-- Required task 1 --
Decide whether each statement below agrees with the piece on Alanis Morissette, answering yes or no and quoting the exact words of the piece that settle it. (a) The writer often asks a question about lyrics on first dates. (b) The writer finds the new album Havoc and Bright Lights a step forward musically. (c) The writer has sometimes failed to connect with a song and understood its intention years later.
-- Required task 2 --
Write what comes next in the piece on Alanis Morissette, picking up after its final sentence.

---------- Text ----------

“Alanis,” I usually respond. I find that I seem to ask the question a lot on first dates, “Which artist or band do you first remember actually paying attention to the lyrics and discovering that music could mean something?” I know, heady first date material. Of course, I get great answers. So when asked in rebuttal, my response is, as mentioned, “Alanis.”
There’s always been something about the lyrical quality of Alanis Morissette’s writing that has felt invasive, permeating my strongly built walls of protection in saying things that I felt, but didn’t have the guts to say or own even internally. But the emotional hooks were put in place and as she began to write about these moments of self-awareness through the lens of her relationships with people, I, too, felt a sense of ownership of not only my feelings, but the reactionary nature of them.
Alanis has been sort of a guidepost for me in terms of life changes. Being a few years older, each album has served as a benchmark of my own evolution, whether it be in terms of relationships (intimate or not), self-care, self-discipline or just awareness of the world outside me. And because this knowledge came as a secondary lesson from the actual story within the songs themselves, they’re completely relatable – whether you got the lesson at the time or not.
There have been plenty of times where I don’t connect with what the song is saying or about and five years later I return to know exactly what the intention was and the place it came from. Again, just a road map of places you’ve been or places you know to watch out for in the future.
However, it seems that perhaps Alanis has taken a turn on the course of life that I am either unable to relate to at the moment or has become more concerned with the lesson giving than the revelation of the lesson itself.
Her new album Havoc and Bright Lights feels like a step backward musically and a fumbled attempt lyrically.

---------- Data excerpts ----------

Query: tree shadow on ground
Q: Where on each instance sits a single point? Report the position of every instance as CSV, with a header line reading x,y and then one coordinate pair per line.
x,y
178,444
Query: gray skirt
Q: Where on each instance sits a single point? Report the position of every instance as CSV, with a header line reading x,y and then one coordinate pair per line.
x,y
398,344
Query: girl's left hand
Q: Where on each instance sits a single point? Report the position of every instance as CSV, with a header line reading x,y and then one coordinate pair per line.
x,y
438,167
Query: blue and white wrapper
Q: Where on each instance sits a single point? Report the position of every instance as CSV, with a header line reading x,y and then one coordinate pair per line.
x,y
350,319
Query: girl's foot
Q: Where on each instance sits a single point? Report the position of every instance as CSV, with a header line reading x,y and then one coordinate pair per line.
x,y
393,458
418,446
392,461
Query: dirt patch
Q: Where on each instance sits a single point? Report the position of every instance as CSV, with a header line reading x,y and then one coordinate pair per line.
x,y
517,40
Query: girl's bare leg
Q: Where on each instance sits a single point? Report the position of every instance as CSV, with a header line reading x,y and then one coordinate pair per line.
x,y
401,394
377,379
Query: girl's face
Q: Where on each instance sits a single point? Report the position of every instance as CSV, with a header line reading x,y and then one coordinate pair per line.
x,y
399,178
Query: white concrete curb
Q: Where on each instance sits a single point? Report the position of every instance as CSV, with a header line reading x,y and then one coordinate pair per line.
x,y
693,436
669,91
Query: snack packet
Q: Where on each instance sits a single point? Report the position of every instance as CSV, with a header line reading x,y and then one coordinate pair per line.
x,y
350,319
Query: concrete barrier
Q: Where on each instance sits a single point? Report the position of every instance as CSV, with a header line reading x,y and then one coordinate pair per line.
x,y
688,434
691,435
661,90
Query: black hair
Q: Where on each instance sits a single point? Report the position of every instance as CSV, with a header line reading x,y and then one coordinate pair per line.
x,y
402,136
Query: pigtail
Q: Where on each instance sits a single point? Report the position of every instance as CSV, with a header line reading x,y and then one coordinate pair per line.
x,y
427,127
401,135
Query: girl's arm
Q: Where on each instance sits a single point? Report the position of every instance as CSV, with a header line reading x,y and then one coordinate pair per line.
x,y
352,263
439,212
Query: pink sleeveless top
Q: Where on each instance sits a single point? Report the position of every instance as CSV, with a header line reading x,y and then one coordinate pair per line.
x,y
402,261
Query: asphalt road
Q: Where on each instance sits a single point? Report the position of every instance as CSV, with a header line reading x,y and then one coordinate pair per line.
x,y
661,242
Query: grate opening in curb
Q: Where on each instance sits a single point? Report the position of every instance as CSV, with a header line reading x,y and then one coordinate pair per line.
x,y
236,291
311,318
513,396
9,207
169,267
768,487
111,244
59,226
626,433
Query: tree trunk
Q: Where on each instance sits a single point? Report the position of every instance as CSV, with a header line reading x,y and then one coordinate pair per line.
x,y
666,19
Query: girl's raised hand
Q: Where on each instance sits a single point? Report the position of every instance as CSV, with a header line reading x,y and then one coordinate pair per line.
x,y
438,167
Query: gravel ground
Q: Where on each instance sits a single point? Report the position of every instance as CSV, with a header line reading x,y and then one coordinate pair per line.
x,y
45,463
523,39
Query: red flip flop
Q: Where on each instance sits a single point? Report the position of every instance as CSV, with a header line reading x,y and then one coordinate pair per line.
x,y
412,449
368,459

----------

-- Task result 1 --
(a) Yes: "I seem to ask the question a lot on first dates"
(b) No: "feels like a step backward musically"
(c) Yes: "five years later I return to know exactly what the intention was"

-- Task result 2 --
As a new wife and mother, her life has changed in many capacities that I – as a gay man – can no longer relate to. But again, it doesn’t prevent me from trying to lift the lesson out of it.
But perhaps the problem is that it all feels too self-help. And being Alanis, I know going in that it’s going to be heavy on the Debbie Ford psycho babble, which I can abide by up to a certain degree. But the problem with this album is that it’s musically not interesting enough to lift the lyrical components up and it all feels a bit empty as a result.
The moments you can discern Guy Sigsworth’s brilliance are delicious. But then there’s the glossy production of ‘live band’ laid atop Sigsworth’s sonic creations that leaves the songs feeling inconsistent and never truly strong enough to stand on their own for repeat listens.
“Guardian,” the first single, leaves no lasting impression and doesn’t sound new in the catalog of Morissette thus far. “Woman Down,” while more catchy, again feels like something from Feast On Scraps.
“Til You” is one of the few songs I found endearing and fresh. While the sweeping, sonic ballad is nothing new for her, when Alanis does them right – they’re pretty superb.
Then comes “Celebrity,” which is a disjointed affair that attempts to blend too many sounds and flavors in one song. It’s a mashup basically of “Moratorium” and “Would Not Come,” without reaching the level of either.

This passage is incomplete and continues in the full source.